● **TASK DATA**:
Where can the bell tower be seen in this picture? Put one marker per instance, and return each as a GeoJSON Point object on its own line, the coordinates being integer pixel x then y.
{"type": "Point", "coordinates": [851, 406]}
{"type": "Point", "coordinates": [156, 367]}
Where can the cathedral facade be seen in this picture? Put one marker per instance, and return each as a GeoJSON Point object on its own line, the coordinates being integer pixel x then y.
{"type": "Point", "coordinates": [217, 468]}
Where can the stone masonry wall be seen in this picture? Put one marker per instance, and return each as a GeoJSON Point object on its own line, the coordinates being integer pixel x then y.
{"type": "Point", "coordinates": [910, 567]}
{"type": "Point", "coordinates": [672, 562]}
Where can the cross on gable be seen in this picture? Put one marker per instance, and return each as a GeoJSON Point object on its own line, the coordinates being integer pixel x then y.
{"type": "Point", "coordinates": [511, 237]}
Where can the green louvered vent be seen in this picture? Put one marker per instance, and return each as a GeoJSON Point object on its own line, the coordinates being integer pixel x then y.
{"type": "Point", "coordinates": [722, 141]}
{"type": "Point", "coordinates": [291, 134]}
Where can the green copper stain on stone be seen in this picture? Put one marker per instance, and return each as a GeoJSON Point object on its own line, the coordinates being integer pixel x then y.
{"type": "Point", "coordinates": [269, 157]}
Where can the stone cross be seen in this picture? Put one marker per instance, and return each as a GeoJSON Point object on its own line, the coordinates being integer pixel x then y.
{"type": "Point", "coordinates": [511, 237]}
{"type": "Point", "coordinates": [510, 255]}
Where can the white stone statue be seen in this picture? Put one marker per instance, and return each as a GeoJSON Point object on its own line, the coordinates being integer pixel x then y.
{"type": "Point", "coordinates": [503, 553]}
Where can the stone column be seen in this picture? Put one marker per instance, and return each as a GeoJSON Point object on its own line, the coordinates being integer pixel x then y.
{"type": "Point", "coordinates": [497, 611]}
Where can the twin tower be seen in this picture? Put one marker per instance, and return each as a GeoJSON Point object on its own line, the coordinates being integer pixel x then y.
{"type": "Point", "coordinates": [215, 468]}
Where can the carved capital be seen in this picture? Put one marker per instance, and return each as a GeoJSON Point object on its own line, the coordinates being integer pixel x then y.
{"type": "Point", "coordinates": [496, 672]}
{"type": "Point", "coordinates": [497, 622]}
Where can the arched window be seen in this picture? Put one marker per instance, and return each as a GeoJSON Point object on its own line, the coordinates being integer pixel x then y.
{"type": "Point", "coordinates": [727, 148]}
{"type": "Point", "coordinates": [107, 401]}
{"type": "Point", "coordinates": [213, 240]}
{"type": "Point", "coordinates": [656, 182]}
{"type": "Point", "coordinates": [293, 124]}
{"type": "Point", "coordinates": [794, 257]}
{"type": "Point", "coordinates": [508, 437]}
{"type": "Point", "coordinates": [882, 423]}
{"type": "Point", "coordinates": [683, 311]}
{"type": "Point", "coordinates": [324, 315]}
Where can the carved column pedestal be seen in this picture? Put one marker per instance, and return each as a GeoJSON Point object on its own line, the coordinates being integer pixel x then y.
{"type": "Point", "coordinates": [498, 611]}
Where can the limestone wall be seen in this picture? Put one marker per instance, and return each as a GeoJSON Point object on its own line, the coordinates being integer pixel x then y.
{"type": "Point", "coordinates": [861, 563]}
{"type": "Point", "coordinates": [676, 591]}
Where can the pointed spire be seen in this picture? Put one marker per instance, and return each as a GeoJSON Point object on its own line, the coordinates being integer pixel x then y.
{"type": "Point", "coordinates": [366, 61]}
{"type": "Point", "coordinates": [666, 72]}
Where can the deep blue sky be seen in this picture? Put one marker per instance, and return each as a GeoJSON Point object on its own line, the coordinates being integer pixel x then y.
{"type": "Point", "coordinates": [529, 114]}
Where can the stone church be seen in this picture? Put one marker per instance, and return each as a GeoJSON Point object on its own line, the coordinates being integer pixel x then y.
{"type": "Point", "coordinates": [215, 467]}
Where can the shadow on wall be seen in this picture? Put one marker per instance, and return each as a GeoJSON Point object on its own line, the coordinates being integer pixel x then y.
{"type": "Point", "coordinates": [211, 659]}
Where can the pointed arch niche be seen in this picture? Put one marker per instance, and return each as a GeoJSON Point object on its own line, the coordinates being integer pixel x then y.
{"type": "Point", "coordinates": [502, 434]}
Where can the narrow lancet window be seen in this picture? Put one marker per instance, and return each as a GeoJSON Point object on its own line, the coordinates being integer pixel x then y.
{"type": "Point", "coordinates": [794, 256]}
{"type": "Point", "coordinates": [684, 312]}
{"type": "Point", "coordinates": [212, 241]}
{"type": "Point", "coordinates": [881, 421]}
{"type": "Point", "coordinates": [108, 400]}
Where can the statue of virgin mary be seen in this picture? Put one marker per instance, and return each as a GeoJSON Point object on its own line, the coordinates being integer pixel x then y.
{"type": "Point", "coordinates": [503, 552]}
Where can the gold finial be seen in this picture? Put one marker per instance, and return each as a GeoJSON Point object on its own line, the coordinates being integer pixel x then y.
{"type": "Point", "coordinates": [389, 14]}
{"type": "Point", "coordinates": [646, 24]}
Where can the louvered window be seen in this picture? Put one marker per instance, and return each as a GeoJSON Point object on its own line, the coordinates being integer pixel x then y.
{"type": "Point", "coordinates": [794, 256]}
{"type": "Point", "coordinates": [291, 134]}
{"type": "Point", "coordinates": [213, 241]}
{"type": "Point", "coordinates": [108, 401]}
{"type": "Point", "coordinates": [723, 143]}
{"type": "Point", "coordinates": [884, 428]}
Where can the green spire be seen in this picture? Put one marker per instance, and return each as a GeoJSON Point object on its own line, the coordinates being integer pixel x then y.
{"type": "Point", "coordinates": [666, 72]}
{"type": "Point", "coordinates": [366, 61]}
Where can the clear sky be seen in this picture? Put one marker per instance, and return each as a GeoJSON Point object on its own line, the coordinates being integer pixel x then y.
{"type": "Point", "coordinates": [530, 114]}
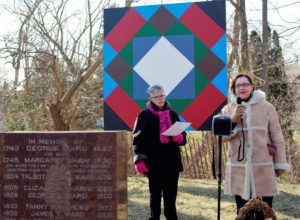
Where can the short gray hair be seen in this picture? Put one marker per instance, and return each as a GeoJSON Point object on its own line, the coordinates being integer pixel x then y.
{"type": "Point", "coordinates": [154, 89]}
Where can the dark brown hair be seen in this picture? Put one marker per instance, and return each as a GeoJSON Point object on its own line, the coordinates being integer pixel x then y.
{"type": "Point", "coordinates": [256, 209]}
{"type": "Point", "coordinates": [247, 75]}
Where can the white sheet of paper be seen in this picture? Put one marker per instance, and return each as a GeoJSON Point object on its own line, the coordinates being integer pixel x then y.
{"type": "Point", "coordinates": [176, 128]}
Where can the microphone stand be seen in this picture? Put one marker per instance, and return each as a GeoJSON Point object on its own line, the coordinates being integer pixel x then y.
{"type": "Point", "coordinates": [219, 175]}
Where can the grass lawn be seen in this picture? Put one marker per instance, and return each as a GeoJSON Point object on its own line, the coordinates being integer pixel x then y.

● **HOW TO COMPLETE THIS TASK**:
Set every entry down again word for word, but not the pictures.

● **COMPLETED TASK**:
Where can the bell tower be seen in this picture? Put one marker per instance, and return each as a GeoJSON Point object on its own line, the coordinates being integer pixel x then y.
{"type": "Point", "coordinates": [851, 406]}
{"type": "Point", "coordinates": [156, 367]}
Where can the cathedral facade be seen in this picture? Put one marker per instance, and return each as a GeoJSON Point object on its own line, the coordinates being integer pixel x then y.
{"type": "Point", "coordinates": [217, 468]}
Where can the stone masonry wall be seen in this picture? Put one marker per instance, and return each as a GeoJSON Point object on its own line, the coordinates being integer pixel x then y.
{"type": "Point", "coordinates": [910, 567]}
{"type": "Point", "coordinates": [672, 562]}
Where can the cross on gable be seen in this picture? Put one marker per instance, and return each as a GeoJSON Point object on its own line, the coordinates being integer pixel x then y.
{"type": "Point", "coordinates": [511, 237]}
Where can the green louvered vent be seen in this picture? Put one marker per instance, and return each as a GeoJSON Point object on its own line, the coordinates being integer pixel x then y.
{"type": "Point", "coordinates": [722, 141]}
{"type": "Point", "coordinates": [291, 134]}
Where can the green copper stain on stone be seen in this picture? Put one marker per instance, and return each as a GeoJSON Point object on its own line, the coordinates being integer pixel x then y.
{"type": "Point", "coordinates": [269, 157]}
Where can the stone cross be seen in this picture? Put one marker per instance, and return each as a GeoJSON Point object on its own line, the coordinates being integer pixel x then y.
{"type": "Point", "coordinates": [511, 237]}
{"type": "Point", "coordinates": [510, 255]}
Where can the white stone statue be seen in this picture? Put one marker per instance, and return each as a GeoJSON Point object on its own line, the coordinates being integer pixel x then y.
{"type": "Point", "coordinates": [503, 553]}
Where can the stone column be seen in this picture? Put one marker per instance, and return each as a GeoJSON Point object on its own line, the coordinates being integer pixel x then y.
{"type": "Point", "coordinates": [497, 611]}
Where can the twin tower be seen in this picture? Put one marker per instance, and return each as a GeoJSON Point object on its own line, the coordinates being integer pixel x then y.
{"type": "Point", "coordinates": [215, 468]}
Where can the carved capital be seen in this picture? Put one marker per instance, and return each as a GeoJSON Point object on its own line, the coordinates being integer pixel x then y.
{"type": "Point", "coordinates": [496, 672]}
{"type": "Point", "coordinates": [497, 622]}
Where can the arched window be seen in this picture? Put one marker per instance, and return each as a GeoJSON Point object on its own line, the coordinates being integer pixel x then y.
{"type": "Point", "coordinates": [727, 148]}
{"type": "Point", "coordinates": [107, 401]}
{"type": "Point", "coordinates": [213, 240]}
{"type": "Point", "coordinates": [656, 182]}
{"type": "Point", "coordinates": [293, 124]}
{"type": "Point", "coordinates": [794, 257]}
{"type": "Point", "coordinates": [508, 437]}
{"type": "Point", "coordinates": [882, 423]}
{"type": "Point", "coordinates": [683, 311]}
{"type": "Point", "coordinates": [324, 315]}
Where can the carved column pedestal be seen in this picture? Put one marker per instance, and return each as a GeoJSON Point object on its own line, the coordinates being integer pixel x then y.
{"type": "Point", "coordinates": [498, 611]}
Where can the limestone wall be seen in this picture? Put one marker per instance, and return each as a GeoJSON Point object on its own line, the coordinates being integer pixel x then y.
{"type": "Point", "coordinates": [861, 563]}
{"type": "Point", "coordinates": [676, 591]}
Where can the pointed spire be seen in this picture? Put one marker per instance, and return each as a GeoJSON Point object on its own line, the coordinates being integer pixel x then y.
{"type": "Point", "coordinates": [366, 61]}
{"type": "Point", "coordinates": [666, 72]}
Where can the deep blue sky be seen in this picture? Put one marker per instance, and return each as a GeoJSON Point object on its own line, the coordinates being integer pixel x then y.
{"type": "Point", "coordinates": [529, 114]}
Where can the stone church be seen in this picture? Put one marker per instance, and return each as a GeoJSON Point object on its own line, the coordinates being integer pixel x then y.
{"type": "Point", "coordinates": [215, 467]}
Where can the shadow on wall be seen in this picture? Put one marker per instance, and return each as a GeoJSON Point object on its own line, the coordinates being integer pixel x then y.
{"type": "Point", "coordinates": [211, 659]}
Where can the pointed arch niche be seen in this picture? Put one marker per instance, and return each as a GeoJSON Point object on its own line, the coordinates being integer pixel x then y.
{"type": "Point", "coordinates": [502, 434]}
Where can the narrow lancet window be seen in this picture? Put one marker per instance, and return each as a GeoJSON Point object on its own line, the coordinates being integer pixel x then y.
{"type": "Point", "coordinates": [794, 256]}
{"type": "Point", "coordinates": [684, 312]}
{"type": "Point", "coordinates": [212, 241]}
{"type": "Point", "coordinates": [881, 421]}
{"type": "Point", "coordinates": [108, 400]}
Where can the statue of virgin mary be seen in this picture? Put one marker per instance, and return each as a GeoJSON Point object on its own line, the coordinates being integer pixel x then y.
{"type": "Point", "coordinates": [503, 552]}
Where can the gold finial be seen in this picture? Put one marker per instance, and return each as a GeoJSON Point object on its own line, the coordinates being integer pixel x then y.
{"type": "Point", "coordinates": [389, 14]}
{"type": "Point", "coordinates": [646, 24]}
Where can the louvered window be seen in this picture? Put one marker per instance, and return each as a GeoJSON Point object on its own line, the coordinates being integer pixel x then y.
{"type": "Point", "coordinates": [794, 256]}
{"type": "Point", "coordinates": [291, 134]}
{"type": "Point", "coordinates": [213, 241]}
{"type": "Point", "coordinates": [108, 401]}
{"type": "Point", "coordinates": [723, 143]}
{"type": "Point", "coordinates": [884, 428]}
Where can the green spire be seen in this picture? Put one marker per instance, and return each as a GeoJSON Point object on its own line, the coordinates being integer pixel x then y.
{"type": "Point", "coordinates": [666, 72]}
{"type": "Point", "coordinates": [366, 61]}
Where can the clear sky be seen in this picture? Put one marker per instance, and return each as a GeoJSON Point object on its own line, the coordinates being integer pixel x then y.
{"type": "Point", "coordinates": [530, 114]}
Where can the short gray hair be seen in this picture? Put one marker per instance, and return each as a GeoJSON Point object on its own line, the coordinates being integer pixel x then y.
{"type": "Point", "coordinates": [154, 89]}
Where can the dark brown hair be seen in this picture? Put one marker per instance, and return each as a GeoJSON Point object on its own line, the coordinates being integer pixel x then y.
{"type": "Point", "coordinates": [256, 209]}
{"type": "Point", "coordinates": [247, 75]}
Where can the white sheet of paper be seen in this picture? Put one marker per instance, and return each as a GeoJSON Point object on its own line, the coordinates being integer pixel x then y.
{"type": "Point", "coordinates": [176, 128]}
Where can the microphone stand be seen in this picture? Put one marker per instance, and return each as a GeoJSON Point object on its own line, the coordinates being integer pixel x then y.
{"type": "Point", "coordinates": [219, 175]}
Where can the grass lawn be seen in this picture? Put one marker per instance, and return each as a GeoJSON Point object on its own line, the coordinates being integer pixel x then y.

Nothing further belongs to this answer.